Wednesday, May 19, 2010

So much to say

There is so much to say. I am just not sure how to say it all. So this is what I will say......the end. I think that covers it all.

Monday, May 17, 2010

Pathological Picture Taking

I have been on a kick lately. I have been taking pictures of flowers. I figure if I can perfect the perspective that I see with my own eyes and actually get the photos to look like what I see then I have been successful. Once I get this down then I will move on to other subjects. If you look on my facebook page, there are photo albums filled with the good, the bad, and the ugly of these photos.

One day I would like my name to be synonymous with photography, art, or music. I think that if I continue practicing and working really hard at it, then I have as much of a chance as anyone else. So, everyone for a while will have to endure my endless photos of flowers and such until I get it right.

I am a pathological picture taker.

Sunday, May 9, 2010

My Mom's Day

I am truly blessed. My hubby made darn sure that I was pampered through and through today. He bought me a beautiful bouquet of tulips, some chocolates, took me to dinner at one of my favorite restaurants and that was all before today. Today, he took me to lunch, allowed me some time to go take pictures, and then allowed me to go eat dinner with a friend. He did all of this and not once did he let on that he was hurting inside and that this was a really hard day for him.
I knew that in church this morning that this day was affecting him when he cried during the prayer for moms. I knew that he was really quiet for a large part of the day. I should have stayed home with him instead of going to dinner with my friend. He wanted to snuggle on the couch tonight and I did so for a while but then I moved down to give him the room I thought he might want/need.
Reality is that I tried to stay really busy today so that I didn't have to think about the fact that this day was a hard day. I was selfish. I really didn't mean to be but I was. I didn't call and talk to my father-in-law although I thought about him lots throughout the day. I briefly talked to one of my sil's but found myself getting emotional so I tried to cut it short. I didn't want to think about how much I missed Mom Pipes.
I love my hubby so much and I love the sacrifices he made for me to have a great Mom's day. He went above and beyond and it meant so much to me. He was sweet and thoughtful and kind and considerate and totally and completely selfless. I am so blessed to have this man in my life. Even without all the hoopla, I still would feel blessed and love him just as much as I do now.

**Exercise data**
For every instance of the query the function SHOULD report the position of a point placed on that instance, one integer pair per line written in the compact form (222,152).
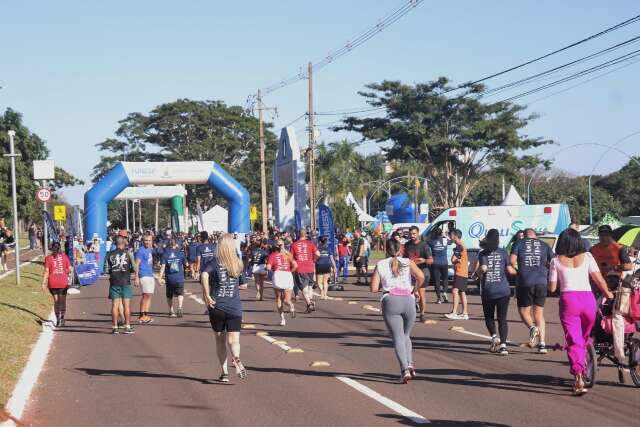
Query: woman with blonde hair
(282,264)
(398,302)
(220,282)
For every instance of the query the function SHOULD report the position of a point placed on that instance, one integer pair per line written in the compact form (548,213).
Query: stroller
(601,346)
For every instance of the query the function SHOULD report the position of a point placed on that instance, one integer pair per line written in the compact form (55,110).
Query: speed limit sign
(43,195)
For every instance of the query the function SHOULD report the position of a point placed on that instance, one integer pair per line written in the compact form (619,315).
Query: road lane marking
(394,406)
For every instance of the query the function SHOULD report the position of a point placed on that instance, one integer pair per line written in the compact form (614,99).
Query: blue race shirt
(207,253)
(439,250)
(146,261)
(174,261)
(494,282)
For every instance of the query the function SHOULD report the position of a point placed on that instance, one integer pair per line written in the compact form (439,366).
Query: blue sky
(74,68)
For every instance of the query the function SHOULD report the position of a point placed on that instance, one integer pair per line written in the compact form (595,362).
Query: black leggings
(440,278)
(489,307)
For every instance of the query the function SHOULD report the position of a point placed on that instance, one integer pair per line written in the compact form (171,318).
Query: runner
(398,302)
(282,264)
(259,257)
(144,276)
(460,261)
(56,278)
(172,273)
(440,267)
(531,256)
(119,265)
(572,269)
(420,253)
(494,289)
(325,265)
(220,282)
(305,253)
(359,257)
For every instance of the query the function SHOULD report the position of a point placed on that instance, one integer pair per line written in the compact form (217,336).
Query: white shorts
(259,269)
(282,280)
(148,284)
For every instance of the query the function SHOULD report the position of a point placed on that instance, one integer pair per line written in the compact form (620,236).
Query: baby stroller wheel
(634,361)
(591,367)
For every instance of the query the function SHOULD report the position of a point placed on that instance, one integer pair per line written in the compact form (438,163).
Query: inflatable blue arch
(125,174)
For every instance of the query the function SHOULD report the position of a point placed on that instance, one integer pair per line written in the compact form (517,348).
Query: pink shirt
(572,279)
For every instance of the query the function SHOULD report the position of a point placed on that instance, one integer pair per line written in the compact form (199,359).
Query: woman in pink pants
(572,269)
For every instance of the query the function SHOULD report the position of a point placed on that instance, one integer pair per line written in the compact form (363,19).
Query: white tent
(512,198)
(215,219)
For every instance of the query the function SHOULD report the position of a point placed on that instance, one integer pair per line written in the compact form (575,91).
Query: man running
(460,261)
(172,273)
(144,276)
(359,257)
(420,253)
(531,257)
(305,253)
(119,265)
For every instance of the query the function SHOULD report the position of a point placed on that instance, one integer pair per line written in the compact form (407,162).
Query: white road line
(394,406)
(29,377)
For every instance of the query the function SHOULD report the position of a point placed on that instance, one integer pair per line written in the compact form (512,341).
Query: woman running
(494,289)
(259,257)
(398,302)
(282,264)
(56,278)
(220,281)
(572,269)
(325,264)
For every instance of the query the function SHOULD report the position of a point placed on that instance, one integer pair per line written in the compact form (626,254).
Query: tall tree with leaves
(455,138)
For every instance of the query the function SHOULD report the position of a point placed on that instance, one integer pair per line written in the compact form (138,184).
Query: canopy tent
(512,198)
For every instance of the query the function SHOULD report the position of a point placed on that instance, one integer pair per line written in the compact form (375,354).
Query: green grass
(22,310)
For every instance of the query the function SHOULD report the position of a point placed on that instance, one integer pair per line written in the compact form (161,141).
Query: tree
(30,147)
(455,138)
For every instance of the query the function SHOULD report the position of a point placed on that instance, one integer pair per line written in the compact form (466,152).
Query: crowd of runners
(297,263)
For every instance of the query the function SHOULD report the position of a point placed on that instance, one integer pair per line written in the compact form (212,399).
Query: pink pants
(577,315)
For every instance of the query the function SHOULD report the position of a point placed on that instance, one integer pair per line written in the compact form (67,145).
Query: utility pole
(12,154)
(311,154)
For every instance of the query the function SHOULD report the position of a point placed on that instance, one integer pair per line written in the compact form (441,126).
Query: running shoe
(503,350)
(495,344)
(534,336)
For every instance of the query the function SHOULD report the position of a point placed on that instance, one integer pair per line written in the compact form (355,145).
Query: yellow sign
(59,213)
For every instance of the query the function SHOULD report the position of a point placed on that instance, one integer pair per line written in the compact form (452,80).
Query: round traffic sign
(43,195)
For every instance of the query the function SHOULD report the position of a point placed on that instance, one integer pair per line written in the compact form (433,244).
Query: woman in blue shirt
(220,282)
(495,290)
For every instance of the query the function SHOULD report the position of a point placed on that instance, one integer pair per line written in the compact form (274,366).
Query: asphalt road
(165,374)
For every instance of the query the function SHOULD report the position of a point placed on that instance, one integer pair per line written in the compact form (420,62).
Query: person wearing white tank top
(398,302)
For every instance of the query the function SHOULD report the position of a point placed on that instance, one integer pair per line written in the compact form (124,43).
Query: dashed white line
(394,406)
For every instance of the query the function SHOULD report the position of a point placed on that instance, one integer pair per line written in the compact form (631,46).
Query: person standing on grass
(56,278)
(119,265)
(398,302)
(172,273)
(144,276)
(221,280)
(531,256)
(420,253)
(494,289)
(460,261)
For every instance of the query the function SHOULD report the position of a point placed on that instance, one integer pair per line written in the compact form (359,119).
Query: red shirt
(58,267)
(279,262)
(304,253)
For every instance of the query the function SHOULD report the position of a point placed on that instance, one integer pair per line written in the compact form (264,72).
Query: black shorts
(460,283)
(222,321)
(531,295)
(175,290)
(303,280)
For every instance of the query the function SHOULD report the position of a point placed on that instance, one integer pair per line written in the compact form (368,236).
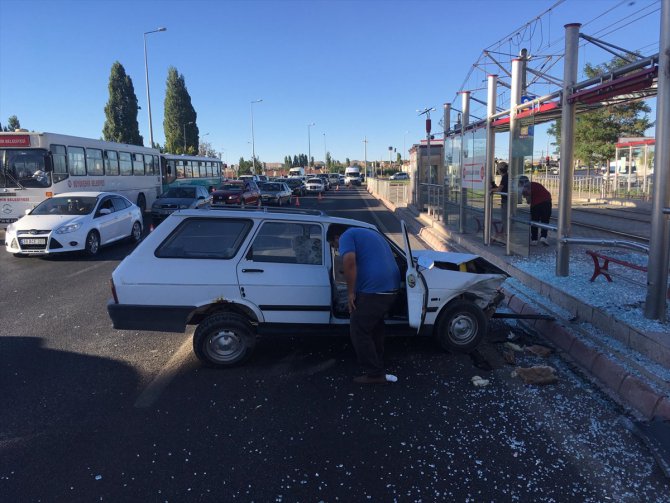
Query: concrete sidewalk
(630,365)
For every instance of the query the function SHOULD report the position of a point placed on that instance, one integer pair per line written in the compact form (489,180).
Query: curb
(620,384)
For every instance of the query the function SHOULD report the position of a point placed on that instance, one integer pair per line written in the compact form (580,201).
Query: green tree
(12,124)
(121,109)
(597,131)
(180,118)
(205,149)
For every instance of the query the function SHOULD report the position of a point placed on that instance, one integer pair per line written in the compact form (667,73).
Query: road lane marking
(164,377)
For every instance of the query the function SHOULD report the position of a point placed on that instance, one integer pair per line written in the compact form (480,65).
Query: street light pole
(186,124)
(146,75)
(253,143)
(325,152)
(309,144)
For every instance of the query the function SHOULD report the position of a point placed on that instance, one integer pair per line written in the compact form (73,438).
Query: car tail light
(116,297)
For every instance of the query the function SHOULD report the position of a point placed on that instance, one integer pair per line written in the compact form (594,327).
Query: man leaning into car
(373,281)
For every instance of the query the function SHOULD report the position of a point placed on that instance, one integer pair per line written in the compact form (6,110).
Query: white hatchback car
(74,221)
(237,273)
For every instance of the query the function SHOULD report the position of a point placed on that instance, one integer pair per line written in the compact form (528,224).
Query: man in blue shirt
(373,281)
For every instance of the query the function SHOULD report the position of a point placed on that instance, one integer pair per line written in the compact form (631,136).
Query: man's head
(333,234)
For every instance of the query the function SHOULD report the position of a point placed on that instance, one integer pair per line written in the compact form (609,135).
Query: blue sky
(355,68)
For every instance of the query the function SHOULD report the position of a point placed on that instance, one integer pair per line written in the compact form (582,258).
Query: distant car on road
(238,192)
(74,221)
(275,193)
(315,185)
(178,198)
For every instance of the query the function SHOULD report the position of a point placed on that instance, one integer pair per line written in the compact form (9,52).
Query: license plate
(33,241)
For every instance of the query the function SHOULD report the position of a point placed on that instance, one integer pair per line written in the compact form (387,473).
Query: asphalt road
(92,413)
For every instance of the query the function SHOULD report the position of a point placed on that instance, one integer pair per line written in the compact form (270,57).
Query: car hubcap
(225,345)
(462,329)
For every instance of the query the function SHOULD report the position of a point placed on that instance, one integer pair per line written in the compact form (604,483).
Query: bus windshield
(23,168)
(64,205)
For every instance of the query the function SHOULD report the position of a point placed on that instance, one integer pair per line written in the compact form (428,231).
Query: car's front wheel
(461,326)
(223,340)
(92,245)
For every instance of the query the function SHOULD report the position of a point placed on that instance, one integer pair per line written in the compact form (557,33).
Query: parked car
(241,192)
(326,180)
(74,221)
(296,185)
(275,193)
(178,198)
(276,274)
(315,185)
(399,176)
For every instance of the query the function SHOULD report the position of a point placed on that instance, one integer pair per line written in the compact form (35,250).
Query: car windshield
(63,205)
(180,192)
(231,186)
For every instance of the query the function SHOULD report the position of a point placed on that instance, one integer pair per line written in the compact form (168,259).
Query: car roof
(265,214)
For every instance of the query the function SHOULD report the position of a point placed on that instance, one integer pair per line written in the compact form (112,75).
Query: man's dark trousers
(367,330)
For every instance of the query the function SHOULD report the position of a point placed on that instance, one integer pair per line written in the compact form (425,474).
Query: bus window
(148,164)
(94,162)
(111,163)
(76,161)
(125,163)
(138,165)
(60,162)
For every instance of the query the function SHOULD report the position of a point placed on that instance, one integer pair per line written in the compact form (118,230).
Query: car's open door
(415,286)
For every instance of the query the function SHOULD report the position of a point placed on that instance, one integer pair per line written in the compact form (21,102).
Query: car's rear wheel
(136,233)
(223,340)
(461,326)
(92,245)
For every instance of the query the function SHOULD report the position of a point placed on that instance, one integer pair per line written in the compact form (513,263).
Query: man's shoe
(371,379)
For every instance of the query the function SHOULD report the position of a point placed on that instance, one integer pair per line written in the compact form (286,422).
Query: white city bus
(35,166)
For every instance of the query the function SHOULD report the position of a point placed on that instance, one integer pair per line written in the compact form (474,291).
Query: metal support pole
(465,121)
(571,61)
(659,244)
(490,154)
(515,167)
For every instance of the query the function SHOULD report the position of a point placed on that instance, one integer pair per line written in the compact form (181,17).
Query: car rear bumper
(153,318)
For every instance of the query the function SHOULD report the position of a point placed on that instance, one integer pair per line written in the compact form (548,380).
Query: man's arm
(349,265)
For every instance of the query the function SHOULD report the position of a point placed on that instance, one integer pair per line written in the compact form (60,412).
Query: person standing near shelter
(502,187)
(539,199)
(373,282)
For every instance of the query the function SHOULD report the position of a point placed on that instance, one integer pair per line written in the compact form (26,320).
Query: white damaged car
(238,273)
(74,221)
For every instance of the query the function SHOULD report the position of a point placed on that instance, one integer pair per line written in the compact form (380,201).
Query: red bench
(603,268)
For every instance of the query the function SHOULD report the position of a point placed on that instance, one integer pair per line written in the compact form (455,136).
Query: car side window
(205,238)
(287,242)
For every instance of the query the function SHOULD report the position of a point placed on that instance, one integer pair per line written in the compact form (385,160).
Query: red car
(239,192)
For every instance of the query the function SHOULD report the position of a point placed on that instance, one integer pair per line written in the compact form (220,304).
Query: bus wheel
(92,243)
(142,203)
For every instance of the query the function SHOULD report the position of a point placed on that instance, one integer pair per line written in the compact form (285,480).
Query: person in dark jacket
(539,199)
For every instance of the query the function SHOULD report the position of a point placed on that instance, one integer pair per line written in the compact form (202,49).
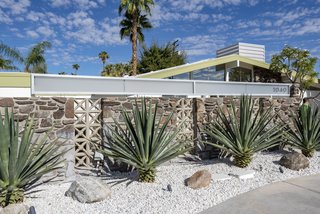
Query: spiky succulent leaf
(22,161)
(245,133)
(144,143)
(305,135)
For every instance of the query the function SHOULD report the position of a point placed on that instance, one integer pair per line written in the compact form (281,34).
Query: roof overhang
(186,68)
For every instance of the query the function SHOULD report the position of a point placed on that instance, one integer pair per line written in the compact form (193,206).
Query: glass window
(211,73)
(184,76)
(240,75)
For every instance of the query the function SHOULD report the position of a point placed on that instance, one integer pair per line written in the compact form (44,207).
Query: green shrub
(244,134)
(306,132)
(144,143)
(22,163)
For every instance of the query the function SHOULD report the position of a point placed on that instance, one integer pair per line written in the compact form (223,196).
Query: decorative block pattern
(87,130)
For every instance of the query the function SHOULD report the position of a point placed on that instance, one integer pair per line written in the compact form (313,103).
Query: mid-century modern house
(237,69)
(242,62)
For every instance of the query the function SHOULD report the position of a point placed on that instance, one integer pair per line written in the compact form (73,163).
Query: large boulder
(15,209)
(89,190)
(294,161)
(200,179)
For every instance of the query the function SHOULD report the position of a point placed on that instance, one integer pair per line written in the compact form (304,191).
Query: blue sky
(80,29)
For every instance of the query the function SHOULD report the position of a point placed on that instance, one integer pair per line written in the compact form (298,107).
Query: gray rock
(15,209)
(294,161)
(200,179)
(281,169)
(88,190)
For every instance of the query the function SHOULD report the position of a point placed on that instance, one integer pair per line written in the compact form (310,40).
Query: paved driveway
(296,196)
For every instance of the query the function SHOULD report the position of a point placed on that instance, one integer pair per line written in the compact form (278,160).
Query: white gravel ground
(138,197)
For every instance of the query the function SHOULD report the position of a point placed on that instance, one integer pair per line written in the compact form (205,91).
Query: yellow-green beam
(15,80)
(200,65)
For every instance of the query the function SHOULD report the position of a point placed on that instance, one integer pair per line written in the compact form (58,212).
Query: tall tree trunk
(134,44)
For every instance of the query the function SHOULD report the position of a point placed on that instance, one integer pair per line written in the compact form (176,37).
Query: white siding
(252,51)
(15,92)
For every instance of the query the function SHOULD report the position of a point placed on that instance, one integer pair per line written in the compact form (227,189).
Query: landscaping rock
(6,102)
(62,100)
(89,190)
(58,114)
(15,209)
(221,177)
(294,161)
(281,169)
(200,179)
(243,174)
(26,109)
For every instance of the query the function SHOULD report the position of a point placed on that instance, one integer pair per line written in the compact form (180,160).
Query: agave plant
(305,135)
(22,163)
(144,142)
(245,134)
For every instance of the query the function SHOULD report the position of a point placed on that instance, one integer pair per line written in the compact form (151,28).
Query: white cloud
(202,44)
(82,4)
(15,7)
(83,28)
(45,31)
(35,16)
(32,34)
(4,18)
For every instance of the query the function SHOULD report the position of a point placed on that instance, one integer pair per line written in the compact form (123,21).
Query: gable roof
(189,67)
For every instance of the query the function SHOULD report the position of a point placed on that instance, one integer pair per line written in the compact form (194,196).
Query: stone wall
(53,116)
(206,112)
(181,108)
(197,112)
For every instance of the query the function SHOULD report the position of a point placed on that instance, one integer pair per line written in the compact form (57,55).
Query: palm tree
(35,61)
(132,9)
(103,55)
(7,56)
(76,67)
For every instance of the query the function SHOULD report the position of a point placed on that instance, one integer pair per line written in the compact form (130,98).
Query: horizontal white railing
(88,85)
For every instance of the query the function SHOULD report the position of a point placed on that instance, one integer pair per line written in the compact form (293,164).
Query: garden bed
(130,196)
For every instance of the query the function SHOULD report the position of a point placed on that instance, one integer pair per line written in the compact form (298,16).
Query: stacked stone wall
(53,116)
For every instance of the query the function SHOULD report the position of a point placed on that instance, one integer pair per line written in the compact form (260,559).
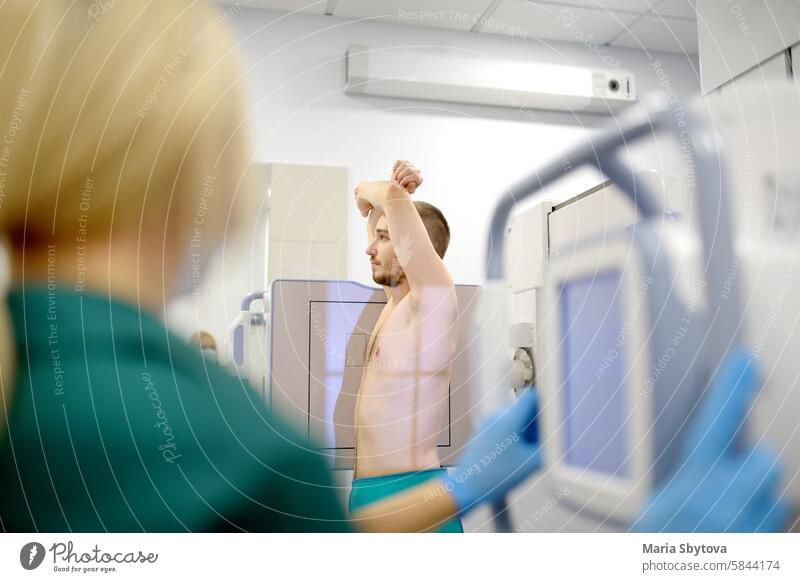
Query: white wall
(299,114)
(467,153)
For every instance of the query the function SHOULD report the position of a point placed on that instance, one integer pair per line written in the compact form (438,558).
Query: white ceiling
(662,25)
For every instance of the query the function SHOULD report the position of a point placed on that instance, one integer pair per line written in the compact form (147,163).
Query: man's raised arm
(415,251)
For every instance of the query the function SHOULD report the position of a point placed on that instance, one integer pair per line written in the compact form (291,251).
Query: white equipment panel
(319,337)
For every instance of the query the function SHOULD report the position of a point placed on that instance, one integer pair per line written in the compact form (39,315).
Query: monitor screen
(593,359)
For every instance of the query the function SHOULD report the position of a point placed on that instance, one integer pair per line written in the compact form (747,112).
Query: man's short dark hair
(436,225)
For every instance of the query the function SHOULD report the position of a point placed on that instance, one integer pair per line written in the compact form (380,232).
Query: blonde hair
(117,115)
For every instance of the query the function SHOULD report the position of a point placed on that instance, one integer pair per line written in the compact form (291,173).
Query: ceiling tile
(635,6)
(677,8)
(661,34)
(453,14)
(556,22)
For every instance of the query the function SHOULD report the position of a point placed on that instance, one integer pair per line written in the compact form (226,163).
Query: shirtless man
(404,387)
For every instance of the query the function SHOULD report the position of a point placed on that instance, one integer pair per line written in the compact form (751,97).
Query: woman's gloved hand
(501,453)
(719,487)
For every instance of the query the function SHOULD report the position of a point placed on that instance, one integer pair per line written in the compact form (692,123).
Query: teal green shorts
(370,489)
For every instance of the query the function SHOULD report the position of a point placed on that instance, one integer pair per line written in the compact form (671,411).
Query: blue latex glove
(719,487)
(502,452)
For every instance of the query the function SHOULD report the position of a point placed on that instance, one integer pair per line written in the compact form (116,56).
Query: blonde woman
(120,122)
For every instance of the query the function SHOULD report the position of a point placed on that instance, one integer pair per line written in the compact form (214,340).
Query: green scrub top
(118,425)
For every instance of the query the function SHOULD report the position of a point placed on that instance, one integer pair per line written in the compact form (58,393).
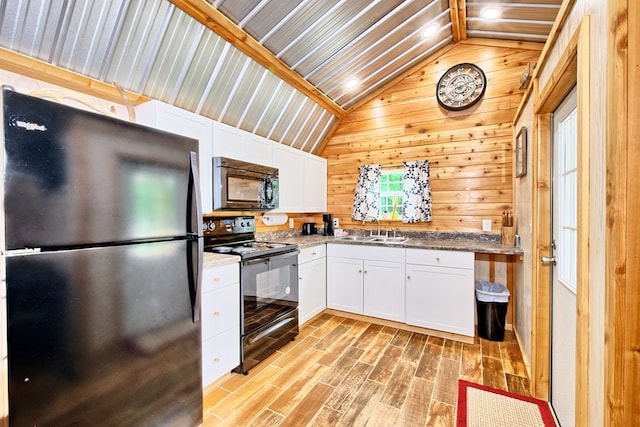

**Your instructions**
Can you continue the blog excerpt about photographing flowers and Mother's Day, picking up right after its last sentence? The listing is unrelated to the blog excerpt.

**Written response**
Saturday, May 8, 2010

Mother's Day

Usually on Mother's Day, I get a card (sometimes) and/or lunch out or maybe dinner out the night before. I rarely get cut flowers. My husband believes that a plant will last longer and I agree most of the time. But... There are those times when a woman just needs some cut flowers in her life.
Today, I had to take the middle son to get his eyes examined and get him some new glasses and apparently, my oldest and my husband had been doing some talking. My oldest feigned that he was too tired to go with me today and just wanted to hang out at the house. That struck me as being a little odd but since he has been staying up late, I brushed it off and went on to do what I had to do. I was quite suspicious though later in the day when my hubby kept asking who was with me. Normally, he doesn't worry about it.
When I got home, I walked through to my room and looked at the mail. Then I went back to the living room. The boys were all grinning and telling me how oblivious I was to things. I looked around and noticed the house was still messy and then as I rounded the corner, the flowers caught my eye. I started crying immediately. They all laughed at me and I promptly called my hubby. I couldn't believe he had done that. He said it was Mother's Day. As if that explained it all.
When my hubby gives me flowers then I know that I have received something special and from his heart. It was totally unexpected and such a treat. Not only that, it came with a box of chocolates so he did REALLY good!!! I am a happy wife and momma!